**TASK DETAILS**
Please convert the data from the line containing "If you could indicate the dark" through the line containing "point(257, 240)", both included, into a JSON list of strings with one string per line and blank lines left out.

= = = =

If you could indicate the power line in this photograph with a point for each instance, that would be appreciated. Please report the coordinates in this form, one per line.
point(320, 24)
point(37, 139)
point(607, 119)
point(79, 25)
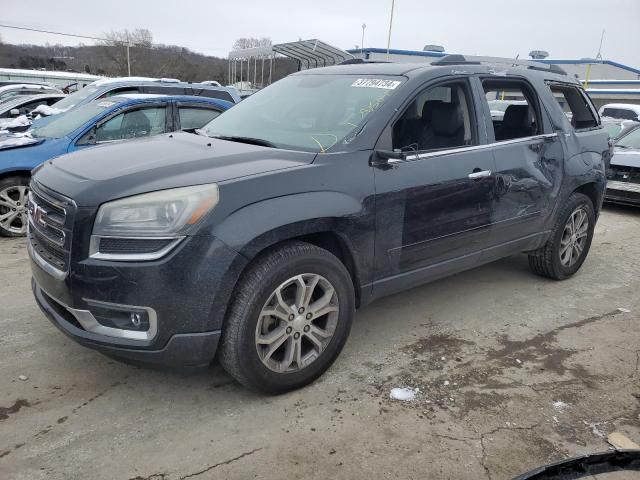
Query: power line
point(123, 42)
point(58, 33)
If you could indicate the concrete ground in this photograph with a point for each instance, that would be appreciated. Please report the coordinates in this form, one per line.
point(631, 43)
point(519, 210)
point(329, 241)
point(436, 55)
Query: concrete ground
point(514, 371)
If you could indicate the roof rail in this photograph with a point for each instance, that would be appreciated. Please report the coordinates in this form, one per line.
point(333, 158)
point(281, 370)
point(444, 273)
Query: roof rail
point(513, 62)
point(356, 61)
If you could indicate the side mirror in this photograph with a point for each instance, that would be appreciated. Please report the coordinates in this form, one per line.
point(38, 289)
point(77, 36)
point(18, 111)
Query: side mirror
point(385, 157)
point(89, 138)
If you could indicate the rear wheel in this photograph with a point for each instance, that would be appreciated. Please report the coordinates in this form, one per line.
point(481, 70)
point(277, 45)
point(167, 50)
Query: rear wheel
point(289, 320)
point(568, 246)
point(13, 206)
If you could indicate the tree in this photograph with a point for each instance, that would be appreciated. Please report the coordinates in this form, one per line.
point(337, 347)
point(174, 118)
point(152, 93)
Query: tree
point(116, 42)
point(251, 42)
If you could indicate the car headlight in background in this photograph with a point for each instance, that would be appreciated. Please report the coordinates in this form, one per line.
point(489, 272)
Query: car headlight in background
point(148, 226)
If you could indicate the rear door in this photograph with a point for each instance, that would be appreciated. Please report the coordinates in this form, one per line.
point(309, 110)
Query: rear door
point(433, 208)
point(528, 165)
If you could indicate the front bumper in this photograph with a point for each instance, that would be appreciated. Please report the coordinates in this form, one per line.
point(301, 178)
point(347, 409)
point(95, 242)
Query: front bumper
point(185, 296)
point(627, 193)
point(182, 350)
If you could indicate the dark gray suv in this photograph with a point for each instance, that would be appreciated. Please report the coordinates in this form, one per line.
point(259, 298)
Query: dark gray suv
point(257, 240)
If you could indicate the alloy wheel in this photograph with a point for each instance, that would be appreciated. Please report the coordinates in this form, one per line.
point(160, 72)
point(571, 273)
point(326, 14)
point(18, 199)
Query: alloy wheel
point(13, 209)
point(574, 237)
point(297, 323)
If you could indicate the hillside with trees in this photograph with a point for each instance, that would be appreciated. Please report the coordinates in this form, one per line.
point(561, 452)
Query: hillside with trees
point(147, 59)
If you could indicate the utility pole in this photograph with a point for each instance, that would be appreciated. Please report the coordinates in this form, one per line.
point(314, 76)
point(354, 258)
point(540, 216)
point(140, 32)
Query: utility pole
point(128, 56)
point(393, 2)
point(599, 54)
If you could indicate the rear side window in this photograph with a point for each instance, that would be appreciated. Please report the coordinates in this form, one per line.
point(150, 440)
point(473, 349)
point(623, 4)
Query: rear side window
point(121, 91)
point(440, 117)
point(221, 94)
point(196, 117)
point(137, 123)
point(576, 105)
point(514, 109)
point(621, 113)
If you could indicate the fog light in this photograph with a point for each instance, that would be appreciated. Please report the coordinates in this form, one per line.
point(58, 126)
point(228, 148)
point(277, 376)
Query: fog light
point(136, 320)
point(124, 318)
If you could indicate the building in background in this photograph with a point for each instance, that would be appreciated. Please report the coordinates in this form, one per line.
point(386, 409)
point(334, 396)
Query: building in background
point(606, 81)
point(65, 80)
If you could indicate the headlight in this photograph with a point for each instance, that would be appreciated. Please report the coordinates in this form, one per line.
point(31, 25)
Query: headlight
point(147, 226)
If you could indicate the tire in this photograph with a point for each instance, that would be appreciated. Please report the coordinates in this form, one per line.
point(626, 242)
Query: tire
point(248, 361)
point(551, 260)
point(13, 203)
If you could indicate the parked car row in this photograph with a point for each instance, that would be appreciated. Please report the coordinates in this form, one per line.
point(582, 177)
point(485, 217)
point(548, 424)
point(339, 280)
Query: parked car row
point(16, 112)
point(623, 185)
point(255, 240)
point(105, 111)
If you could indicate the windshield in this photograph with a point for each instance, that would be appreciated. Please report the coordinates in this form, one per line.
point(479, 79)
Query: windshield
point(630, 140)
point(62, 125)
point(76, 97)
point(313, 113)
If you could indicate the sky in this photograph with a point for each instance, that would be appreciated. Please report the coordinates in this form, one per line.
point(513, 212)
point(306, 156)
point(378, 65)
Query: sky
point(567, 29)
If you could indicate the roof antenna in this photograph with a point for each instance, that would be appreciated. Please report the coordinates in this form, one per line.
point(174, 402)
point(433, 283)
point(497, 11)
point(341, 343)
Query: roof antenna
point(599, 54)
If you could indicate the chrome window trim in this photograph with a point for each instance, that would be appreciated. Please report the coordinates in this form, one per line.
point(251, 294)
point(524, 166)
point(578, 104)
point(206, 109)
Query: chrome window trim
point(94, 249)
point(452, 151)
point(90, 324)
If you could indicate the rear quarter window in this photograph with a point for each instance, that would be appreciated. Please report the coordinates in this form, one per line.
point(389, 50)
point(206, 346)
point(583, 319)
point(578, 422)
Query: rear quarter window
point(576, 105)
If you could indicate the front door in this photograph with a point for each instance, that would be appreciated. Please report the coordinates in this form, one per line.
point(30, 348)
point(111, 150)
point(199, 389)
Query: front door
point(433, 207)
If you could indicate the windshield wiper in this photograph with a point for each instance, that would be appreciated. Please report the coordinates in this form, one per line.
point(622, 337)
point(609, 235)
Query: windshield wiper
point(249, 140)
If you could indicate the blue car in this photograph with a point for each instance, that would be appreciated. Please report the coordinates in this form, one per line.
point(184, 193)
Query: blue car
point(109, 87)
point(98, 122)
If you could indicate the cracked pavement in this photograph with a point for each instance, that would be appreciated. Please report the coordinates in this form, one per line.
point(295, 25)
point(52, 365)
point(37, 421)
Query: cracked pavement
point(513, 371)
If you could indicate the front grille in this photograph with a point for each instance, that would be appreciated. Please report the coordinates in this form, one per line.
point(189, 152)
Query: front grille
point(50, 225)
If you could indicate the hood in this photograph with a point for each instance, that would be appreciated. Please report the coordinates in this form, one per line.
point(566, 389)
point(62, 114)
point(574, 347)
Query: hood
point(10, 140)
point(623, 157)
point(29, 155)
point(98, 174)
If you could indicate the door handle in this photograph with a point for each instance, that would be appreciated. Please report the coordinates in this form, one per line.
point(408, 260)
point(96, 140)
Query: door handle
point(480, 174)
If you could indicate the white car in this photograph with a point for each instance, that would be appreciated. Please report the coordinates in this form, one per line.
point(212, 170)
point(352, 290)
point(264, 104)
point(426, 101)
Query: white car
point(623, 111)
point(26, 89)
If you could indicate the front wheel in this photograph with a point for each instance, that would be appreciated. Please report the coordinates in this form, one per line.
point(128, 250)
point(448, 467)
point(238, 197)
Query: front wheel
point(570, 240)
point(290, 318)
point(13, 206)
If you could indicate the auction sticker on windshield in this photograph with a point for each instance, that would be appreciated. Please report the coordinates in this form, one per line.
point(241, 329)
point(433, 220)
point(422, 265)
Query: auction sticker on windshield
point(376, 83)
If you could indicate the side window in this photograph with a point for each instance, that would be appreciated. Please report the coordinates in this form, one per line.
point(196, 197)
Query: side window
point(514, 109)
point(121, 91)
point(31, 105)
point(166, 90)
point(141, 122)
point(440, 117)
point(575, 105)
point(195, 117)
point(209, 93)
point(620, 113)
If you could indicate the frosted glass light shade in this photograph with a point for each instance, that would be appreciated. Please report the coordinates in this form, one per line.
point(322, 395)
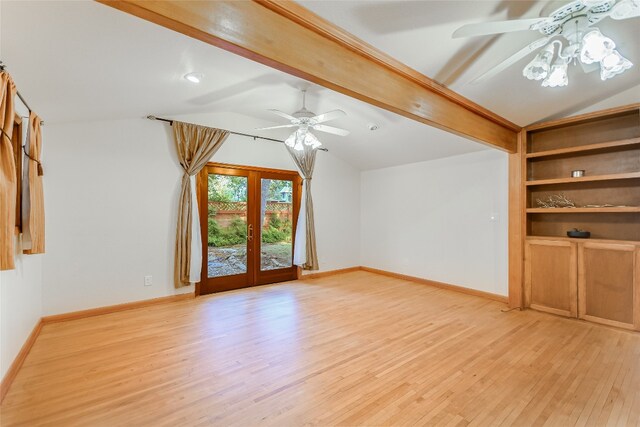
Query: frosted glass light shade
point(595, 46)
point(300, 138)
point(558, 74)
point(613, 64)
point(539, 67)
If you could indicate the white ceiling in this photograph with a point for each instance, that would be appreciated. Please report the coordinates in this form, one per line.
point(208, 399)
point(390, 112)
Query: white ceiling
point(418, 33)
point(83, 61)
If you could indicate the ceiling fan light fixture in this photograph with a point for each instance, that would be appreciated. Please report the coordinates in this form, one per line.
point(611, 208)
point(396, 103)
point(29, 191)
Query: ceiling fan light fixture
point(558, 75)
point(595, 46)
point(301, 138)
point(613, 64)
point(539, 67)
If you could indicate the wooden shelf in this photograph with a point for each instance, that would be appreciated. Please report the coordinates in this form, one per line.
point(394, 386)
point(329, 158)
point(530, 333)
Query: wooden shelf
point(590, 239)
point(603, 146)
point(625, 209)
point(628, 175)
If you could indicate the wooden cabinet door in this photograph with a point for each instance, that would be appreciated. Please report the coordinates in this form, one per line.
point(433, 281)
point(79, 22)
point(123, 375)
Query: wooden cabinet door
point(551, 277)
point(608, 275)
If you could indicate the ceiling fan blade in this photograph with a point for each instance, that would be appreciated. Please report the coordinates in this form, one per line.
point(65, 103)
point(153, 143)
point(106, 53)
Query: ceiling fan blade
point(281, 114)
point(484, 28)
point(331, 129)
point(512, 59)
point(321, 118)
point(625, 9)
point(589, 68)
point(277, 127)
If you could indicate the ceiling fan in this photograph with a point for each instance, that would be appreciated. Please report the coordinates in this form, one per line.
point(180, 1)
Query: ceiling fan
point(583, 43)
point(306, 121)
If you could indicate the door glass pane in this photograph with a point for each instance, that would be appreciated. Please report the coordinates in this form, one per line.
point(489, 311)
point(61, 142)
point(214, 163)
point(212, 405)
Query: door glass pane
point(227, 225)
point(276, 218)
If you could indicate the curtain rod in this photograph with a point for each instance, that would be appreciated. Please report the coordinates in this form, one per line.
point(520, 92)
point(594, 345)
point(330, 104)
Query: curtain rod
point(3, 68)
point(150, 117)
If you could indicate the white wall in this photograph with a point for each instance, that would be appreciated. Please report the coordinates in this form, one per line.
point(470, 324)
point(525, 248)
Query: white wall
point(111, 195)
point(433, 220)
point(20, 297)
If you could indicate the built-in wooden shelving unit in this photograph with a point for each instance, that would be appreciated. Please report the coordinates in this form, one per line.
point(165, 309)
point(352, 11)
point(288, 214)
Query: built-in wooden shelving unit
point(606, 146)
point(603, 146)
point(614, 209)
point(598, 278)
point(629, 175)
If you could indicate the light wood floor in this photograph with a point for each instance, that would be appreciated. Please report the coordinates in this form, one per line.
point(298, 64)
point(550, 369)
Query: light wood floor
point(354, 349)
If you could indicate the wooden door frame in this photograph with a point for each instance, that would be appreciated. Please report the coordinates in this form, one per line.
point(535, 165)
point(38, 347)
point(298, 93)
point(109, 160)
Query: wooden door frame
point(202, 186)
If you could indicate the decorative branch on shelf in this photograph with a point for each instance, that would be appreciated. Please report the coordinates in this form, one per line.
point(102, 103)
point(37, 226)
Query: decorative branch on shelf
point(556, 201)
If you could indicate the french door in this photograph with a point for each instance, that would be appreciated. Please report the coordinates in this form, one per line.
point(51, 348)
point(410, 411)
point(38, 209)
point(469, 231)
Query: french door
point(248, 217)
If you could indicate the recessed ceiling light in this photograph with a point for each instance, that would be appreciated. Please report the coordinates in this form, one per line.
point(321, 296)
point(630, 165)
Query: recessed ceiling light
point(194, 77)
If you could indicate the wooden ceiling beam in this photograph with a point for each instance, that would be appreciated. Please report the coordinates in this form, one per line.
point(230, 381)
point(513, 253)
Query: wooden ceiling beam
point(290, 38)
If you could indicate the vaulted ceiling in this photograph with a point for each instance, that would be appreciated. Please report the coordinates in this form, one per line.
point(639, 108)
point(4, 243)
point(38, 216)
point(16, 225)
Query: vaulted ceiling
point(83, 61)
point(418, 33)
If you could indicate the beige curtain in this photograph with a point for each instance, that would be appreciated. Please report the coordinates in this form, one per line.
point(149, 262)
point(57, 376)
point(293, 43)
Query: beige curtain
point(8, 179)
point(305, 254)
point(33, 196)
point(196, 145)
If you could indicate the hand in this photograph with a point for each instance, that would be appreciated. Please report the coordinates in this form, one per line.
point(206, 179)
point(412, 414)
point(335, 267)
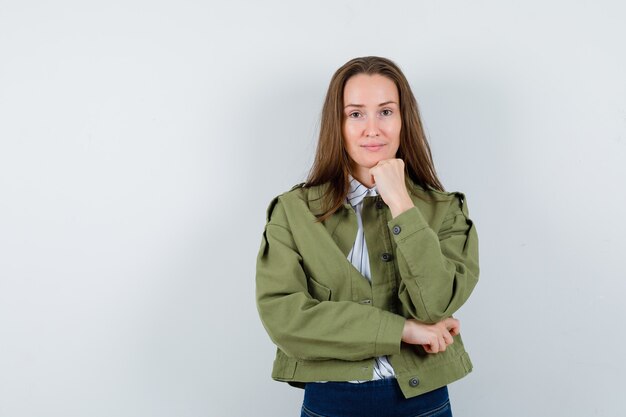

= = = =

**ANSWER FOR THE TASK**
[
  "If you could indicate the dark gray suv in this photograph with a point for each instance, that would be appreciated. Please report the coordinates in this form, one per line.",
  "point(259, 298)",
  "Query: dark gray suv",
  "point(257, 240)"
]